ROWS:
^^^^^^^^^^^^^^^^
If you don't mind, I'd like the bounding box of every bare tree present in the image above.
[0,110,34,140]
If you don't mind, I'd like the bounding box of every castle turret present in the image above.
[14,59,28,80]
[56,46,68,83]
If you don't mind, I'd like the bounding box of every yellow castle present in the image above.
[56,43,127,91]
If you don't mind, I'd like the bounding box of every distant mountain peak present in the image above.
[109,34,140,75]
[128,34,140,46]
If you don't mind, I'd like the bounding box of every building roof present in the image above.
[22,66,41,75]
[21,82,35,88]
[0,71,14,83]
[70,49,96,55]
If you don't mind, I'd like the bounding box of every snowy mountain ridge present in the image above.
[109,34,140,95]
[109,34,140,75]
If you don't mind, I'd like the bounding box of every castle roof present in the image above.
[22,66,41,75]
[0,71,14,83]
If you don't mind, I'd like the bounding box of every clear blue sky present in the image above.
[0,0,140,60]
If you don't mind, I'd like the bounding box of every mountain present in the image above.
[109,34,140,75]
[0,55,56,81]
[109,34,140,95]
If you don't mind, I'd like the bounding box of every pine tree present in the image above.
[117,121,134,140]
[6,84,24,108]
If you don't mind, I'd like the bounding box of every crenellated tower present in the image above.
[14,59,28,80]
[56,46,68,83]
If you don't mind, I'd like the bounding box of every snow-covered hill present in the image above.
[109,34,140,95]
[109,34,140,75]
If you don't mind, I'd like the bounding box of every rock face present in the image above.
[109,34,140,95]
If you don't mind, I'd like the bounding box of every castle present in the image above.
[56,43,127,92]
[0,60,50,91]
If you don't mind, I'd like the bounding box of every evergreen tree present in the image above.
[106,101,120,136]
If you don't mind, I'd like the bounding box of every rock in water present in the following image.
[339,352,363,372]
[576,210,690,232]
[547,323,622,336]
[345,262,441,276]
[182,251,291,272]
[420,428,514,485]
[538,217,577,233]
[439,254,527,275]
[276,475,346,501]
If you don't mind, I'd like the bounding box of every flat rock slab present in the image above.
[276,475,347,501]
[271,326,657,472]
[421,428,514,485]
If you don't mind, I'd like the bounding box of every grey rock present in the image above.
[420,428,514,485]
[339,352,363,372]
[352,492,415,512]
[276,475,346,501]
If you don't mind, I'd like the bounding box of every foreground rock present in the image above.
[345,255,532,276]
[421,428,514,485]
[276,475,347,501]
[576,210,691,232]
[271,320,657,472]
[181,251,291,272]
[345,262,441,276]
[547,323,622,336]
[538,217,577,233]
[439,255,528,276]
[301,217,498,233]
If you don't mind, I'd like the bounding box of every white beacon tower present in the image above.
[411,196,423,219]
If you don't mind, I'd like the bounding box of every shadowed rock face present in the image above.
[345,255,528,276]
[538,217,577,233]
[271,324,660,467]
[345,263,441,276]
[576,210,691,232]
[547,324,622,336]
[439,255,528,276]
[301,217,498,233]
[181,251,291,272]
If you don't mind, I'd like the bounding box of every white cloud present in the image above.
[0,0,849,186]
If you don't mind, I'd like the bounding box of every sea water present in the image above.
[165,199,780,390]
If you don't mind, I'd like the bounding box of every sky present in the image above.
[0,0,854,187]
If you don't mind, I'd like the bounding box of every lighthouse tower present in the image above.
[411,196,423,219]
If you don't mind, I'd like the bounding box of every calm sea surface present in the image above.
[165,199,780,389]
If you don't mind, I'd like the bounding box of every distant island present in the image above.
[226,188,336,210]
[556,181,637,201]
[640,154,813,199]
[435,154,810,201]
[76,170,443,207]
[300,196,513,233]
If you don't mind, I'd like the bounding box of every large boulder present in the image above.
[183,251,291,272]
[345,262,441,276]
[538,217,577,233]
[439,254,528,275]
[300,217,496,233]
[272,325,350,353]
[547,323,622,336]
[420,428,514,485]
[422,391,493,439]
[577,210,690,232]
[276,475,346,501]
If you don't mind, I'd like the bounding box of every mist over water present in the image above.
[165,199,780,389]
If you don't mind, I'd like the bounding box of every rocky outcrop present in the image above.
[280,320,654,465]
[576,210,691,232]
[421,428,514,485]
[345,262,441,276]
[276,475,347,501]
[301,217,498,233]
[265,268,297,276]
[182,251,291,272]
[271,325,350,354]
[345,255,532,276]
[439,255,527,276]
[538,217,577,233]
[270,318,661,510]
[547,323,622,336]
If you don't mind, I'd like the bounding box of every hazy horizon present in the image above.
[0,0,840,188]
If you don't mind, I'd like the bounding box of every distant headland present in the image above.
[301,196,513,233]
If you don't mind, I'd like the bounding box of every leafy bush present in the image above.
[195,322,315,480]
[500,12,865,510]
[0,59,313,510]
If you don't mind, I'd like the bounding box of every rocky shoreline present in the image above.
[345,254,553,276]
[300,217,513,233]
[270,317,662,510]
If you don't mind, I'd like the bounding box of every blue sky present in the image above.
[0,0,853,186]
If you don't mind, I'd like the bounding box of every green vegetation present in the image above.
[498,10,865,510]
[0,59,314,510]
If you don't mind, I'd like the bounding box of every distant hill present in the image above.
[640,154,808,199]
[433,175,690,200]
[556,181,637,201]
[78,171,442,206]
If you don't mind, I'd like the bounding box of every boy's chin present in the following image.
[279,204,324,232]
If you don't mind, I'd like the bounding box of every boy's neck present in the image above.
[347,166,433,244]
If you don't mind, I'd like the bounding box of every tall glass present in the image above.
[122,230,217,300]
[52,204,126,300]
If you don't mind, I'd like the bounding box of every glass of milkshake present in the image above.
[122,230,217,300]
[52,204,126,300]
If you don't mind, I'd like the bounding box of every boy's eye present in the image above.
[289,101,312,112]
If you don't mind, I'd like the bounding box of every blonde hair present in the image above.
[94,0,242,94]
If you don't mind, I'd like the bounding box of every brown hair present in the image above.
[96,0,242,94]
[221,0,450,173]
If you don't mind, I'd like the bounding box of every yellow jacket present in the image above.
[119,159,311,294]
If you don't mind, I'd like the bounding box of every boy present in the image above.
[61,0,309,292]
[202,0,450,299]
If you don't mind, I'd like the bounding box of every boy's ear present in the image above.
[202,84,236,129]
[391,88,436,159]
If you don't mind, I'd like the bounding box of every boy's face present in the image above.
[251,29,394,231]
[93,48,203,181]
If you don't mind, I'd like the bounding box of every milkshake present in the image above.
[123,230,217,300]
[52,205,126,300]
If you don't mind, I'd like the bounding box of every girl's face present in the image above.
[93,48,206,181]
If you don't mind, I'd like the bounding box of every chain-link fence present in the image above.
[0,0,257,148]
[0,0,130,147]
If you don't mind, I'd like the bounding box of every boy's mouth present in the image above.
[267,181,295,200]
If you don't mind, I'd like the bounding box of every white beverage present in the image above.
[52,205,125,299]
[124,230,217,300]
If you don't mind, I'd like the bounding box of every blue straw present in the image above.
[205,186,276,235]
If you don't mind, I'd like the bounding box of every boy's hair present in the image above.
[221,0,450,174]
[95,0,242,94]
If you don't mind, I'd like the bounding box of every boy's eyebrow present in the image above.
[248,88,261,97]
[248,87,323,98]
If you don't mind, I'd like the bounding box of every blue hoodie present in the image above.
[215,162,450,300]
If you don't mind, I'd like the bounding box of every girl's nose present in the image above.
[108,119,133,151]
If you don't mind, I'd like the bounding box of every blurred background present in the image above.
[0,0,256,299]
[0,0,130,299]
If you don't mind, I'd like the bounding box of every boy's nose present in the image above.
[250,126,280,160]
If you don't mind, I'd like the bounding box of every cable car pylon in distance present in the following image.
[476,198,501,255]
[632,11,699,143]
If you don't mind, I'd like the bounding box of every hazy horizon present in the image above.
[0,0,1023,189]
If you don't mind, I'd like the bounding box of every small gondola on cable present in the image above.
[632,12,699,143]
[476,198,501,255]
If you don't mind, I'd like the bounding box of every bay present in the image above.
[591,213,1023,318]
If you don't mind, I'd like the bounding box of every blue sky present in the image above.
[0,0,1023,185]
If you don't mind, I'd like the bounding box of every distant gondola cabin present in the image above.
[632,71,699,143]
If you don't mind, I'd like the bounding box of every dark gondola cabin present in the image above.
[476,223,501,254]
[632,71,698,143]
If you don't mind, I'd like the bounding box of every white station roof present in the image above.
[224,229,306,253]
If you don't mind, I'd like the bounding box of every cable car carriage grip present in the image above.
^^^^^^^^^^^^^^^^
STATED TASK:
In the listing above, find the line containing "mouth present in the image above." and please quote exactly that line through the last one, and no other lines.

RESULT OF THIS EXERCISE:
If you don't mind, I'd like the bounding box of every boy's mouth present in the image above.
[267,181,295,200]
If you don't mind, I'd like the bounding box of every white beverage present in the image above.
[52,205,125,299]
[124,230,217,300]
If you don't mind, I'd like the bounding box of every blue straw present in the image above.
[205,186,276,235]
If you don't mind, I'd like the bounding box of every boy's hair present in the image above.
[221,0,450,174]
[95,0,242,94]
If you don't mind, I'd like the bounding box of every boy's eyebrow present in the image above.
[248,88,261,97]
[248,87,323,98]
If you don't mind, I'd like the bounding box of every blue hoodie present in the image above.
[215,162,450,300]
If you don't mind, I'd like the bounding box of every girl's nose present in the image above.
[108,119,133,151]
If you don't mind, I'd like the bounding box of every blurred background present in the image above.
[0,0,256,299]
[0,0,130,299]
If you don't mind, I'd like the bounding box of every boy's nose present in the image above.
[250,126,280,160]
If you don't mind, I'd like the bounding box of every cable car pylon in distance present in the following image.
[476,198,501,255]
[632,11,699,143]
If you don't mind, I'd like the bounding box of every hazy horizon present in the image above.
[0,0,1023,189]
If you don't mind, I'd like the bounding box of every small gondola on cable present in the image above.
[632,12,699,143]
[476,198,501,255]
If you don't mind, I'd like the bounding box of every bay present in the image above.
[591,213,1023,318]
If you don't mind, I'd like the bounding box of every blue sky present in the image above.
[0,0,1023,185]
If you don't mind, I'd like the bounding box of every distant gondola cabin present in the image above.
[632,71,699,143]
If you don't mind, I'd like the bounding box of every dark gondola cabin present in the image above.
[476,223,501,254]
[632,71,698,143]
If you don't mind, I'd like the bounding box of every white station roof present in the image above.
[224,229,306,253]
If you don't mind, I'd like the bounding box of every cable car carriage grip present in the image above.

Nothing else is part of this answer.